→ **About this task**
All of the records must be repeated exactly.
Start of Entries supplied
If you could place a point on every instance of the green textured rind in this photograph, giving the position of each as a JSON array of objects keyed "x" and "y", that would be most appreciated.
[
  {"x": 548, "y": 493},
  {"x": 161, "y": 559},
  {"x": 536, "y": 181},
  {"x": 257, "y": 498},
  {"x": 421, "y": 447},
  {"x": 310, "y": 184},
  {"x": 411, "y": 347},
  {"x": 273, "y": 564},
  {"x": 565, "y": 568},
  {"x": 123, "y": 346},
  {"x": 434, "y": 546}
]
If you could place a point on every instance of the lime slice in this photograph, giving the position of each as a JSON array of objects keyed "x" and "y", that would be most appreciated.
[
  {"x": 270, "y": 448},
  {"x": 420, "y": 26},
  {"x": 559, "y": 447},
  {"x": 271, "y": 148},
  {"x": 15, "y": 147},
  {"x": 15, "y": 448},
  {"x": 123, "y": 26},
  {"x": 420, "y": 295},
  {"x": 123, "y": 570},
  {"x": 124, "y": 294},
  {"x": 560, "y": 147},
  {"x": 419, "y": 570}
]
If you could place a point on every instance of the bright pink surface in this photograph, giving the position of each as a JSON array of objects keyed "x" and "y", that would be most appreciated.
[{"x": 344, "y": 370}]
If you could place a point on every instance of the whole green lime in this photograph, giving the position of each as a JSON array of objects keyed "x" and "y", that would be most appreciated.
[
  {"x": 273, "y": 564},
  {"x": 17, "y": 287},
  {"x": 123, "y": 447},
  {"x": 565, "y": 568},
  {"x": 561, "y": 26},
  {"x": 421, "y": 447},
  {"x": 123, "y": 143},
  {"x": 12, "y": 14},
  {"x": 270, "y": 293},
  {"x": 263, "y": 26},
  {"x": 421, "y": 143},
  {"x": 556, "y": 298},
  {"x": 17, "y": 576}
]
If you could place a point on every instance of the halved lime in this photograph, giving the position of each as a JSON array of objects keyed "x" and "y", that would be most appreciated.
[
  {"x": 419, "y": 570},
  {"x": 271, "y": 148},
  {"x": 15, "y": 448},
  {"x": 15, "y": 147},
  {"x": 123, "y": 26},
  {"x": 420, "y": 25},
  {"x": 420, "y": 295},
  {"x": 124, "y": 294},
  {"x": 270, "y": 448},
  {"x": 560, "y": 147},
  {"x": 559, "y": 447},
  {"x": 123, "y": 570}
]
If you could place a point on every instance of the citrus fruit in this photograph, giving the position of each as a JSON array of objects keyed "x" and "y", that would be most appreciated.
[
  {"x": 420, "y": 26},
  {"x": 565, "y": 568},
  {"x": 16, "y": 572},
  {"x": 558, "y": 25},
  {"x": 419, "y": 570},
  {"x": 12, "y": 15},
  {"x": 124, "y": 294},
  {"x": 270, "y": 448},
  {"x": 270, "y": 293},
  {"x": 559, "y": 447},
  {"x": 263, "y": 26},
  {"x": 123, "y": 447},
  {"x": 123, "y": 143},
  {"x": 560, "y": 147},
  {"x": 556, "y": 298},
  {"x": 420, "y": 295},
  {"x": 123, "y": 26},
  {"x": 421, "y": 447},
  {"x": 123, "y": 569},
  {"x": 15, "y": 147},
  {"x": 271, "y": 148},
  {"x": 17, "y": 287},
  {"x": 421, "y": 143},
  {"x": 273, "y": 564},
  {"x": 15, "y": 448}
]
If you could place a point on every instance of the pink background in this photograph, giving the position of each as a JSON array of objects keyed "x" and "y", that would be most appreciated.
End of Entries supplied
→ **Answer area**
If you could place a point on every instance of the green textured rind in this photograph, giving the position of each as a JSON array of objects keyed "x" and "y", that would be most appreciated.
[
  {"x": 548, "y": 493},
  {"x": 161, "y": 559},
  {"x": 536, "y": 181},
  {"x": 257, "y": 498},
  {"x": 421, "y": 447},
  {"x": 310, "y": 184},
  {"x": 411, "y": 347},
  {"x": 273, "y": 564},
  {"x": 565, "y": 568},
  {"x": 123, "y": 346},
  {"x": 434, "y": 546}
]
If you could place a point on every instance of the lime slice in this photograph, giving the position of each as a JSON array of objects keyed "x" and "y", that would be most appreciated.
[
  {"x": 270, "y": 448},
  {"x": 420, "y": 26},
  {"x": 559, "y": 447},
  {"x": 271, "y": 148},
  {"x": 15, "y": 147},
  {"x": 15, "y": 448},
  {"x": 123, "y": 26},
  {"x": 420, "y": 295},
  {"x": 123, "y": 570},
  {"x": 124, "y": 294},
  {"x": 560, "y": 147},
  {"x": 419, "y": 570}
]
If you could place a point on every instance of the bright pink surface in this photograph, giving the position of each as a JSON array of objects keyed "x" and "y", that would be most appreciated.
[{"x": 344, "y": 370}]
If you could place a point on every instance of the whole green lime in this photograph, giving the position of each as a JSON array of objects keyed "x" and "y", that would be most appreciated.
[
  {"x": 273, "y": 564},
  {"x": 17, "y": 287},
  {"x": 123, "y": 447},
  {"x": 565, "y": 568},
  {"x": 561, "y": 26},
  {"x": 421, "y": 447},
  {"x": 123, "y": 143},
  {"x": 12, "y": 14},
  {"x": 270, "y": 293},
  {"x": 263, "y": 26},
  {"x": 421, "y": 143},
  {"x": 556, "y": 298},
  {"x": 17, "y": 576}
]
If you could place a point on every instance of the halved lime in this photograph, giving the position of each as a JSON array of objects keyed "x" and "y", that would be most appreciated.
[
  {"x": 419, "y": 570},
  {"x": 271, "y": 148},
  {"x": 15, "y": 448},
  {"x": 15, "y": 147},
  {"x": 123, "y": 26},
  {"x": 420, "y": 25},
  {"x": 420, "y": 295},
  {"x": 124, "y": 294},
  {"x": 270, "y": 448},
  {"x": 560, "y": 147},
  {"x": 559, "y": 447},
  {"x": 123, "y": 570}
]
If you could place a point on every instance of the citrus fruit in this photograph, giving the position of each as a JSON array of objects keyed "x" and "y", that would be most appreciated.
[
  {"x": 420, "y": 26},
  {"x": 565, "y": 568},
  {"x": 16, "y": 572},
  {"x": 558, "y": 25},
  {"x": 419, "y": 570},
  {"x": 12, "y": 15},
  {"x": 124, "y": 294},
  {"x": 270, "y": 448},
  {"x": 270, "y": 293},
  {"x": 559, "y": 447},
  {"x": 263, "y": 26},
  {"x": 123, "y": 447},
  {"x": 123, "y": 143},
  {"x": 560, "y": 147},
  {"x": 556, "y": 298},
  {"x": 420, "y": 295},
  {"x": 123, "y": 26},
  {"x": 421, "y": 447},
  {"x": 123, "y": 569},
  {"x": 15, "y": 147},
  {"x": 271, "y": 148},
  {"x": 17, "y": 287},
  {"x": 421, "y": 143},
  {"x": 273, "y": 564},
  {"x": 15, "y": 448}
]
If you could place a point on every instance of the pink background in this photograph, giving the position of each as a JSON array of objects keyed "x" and "y", that would be most appreciated.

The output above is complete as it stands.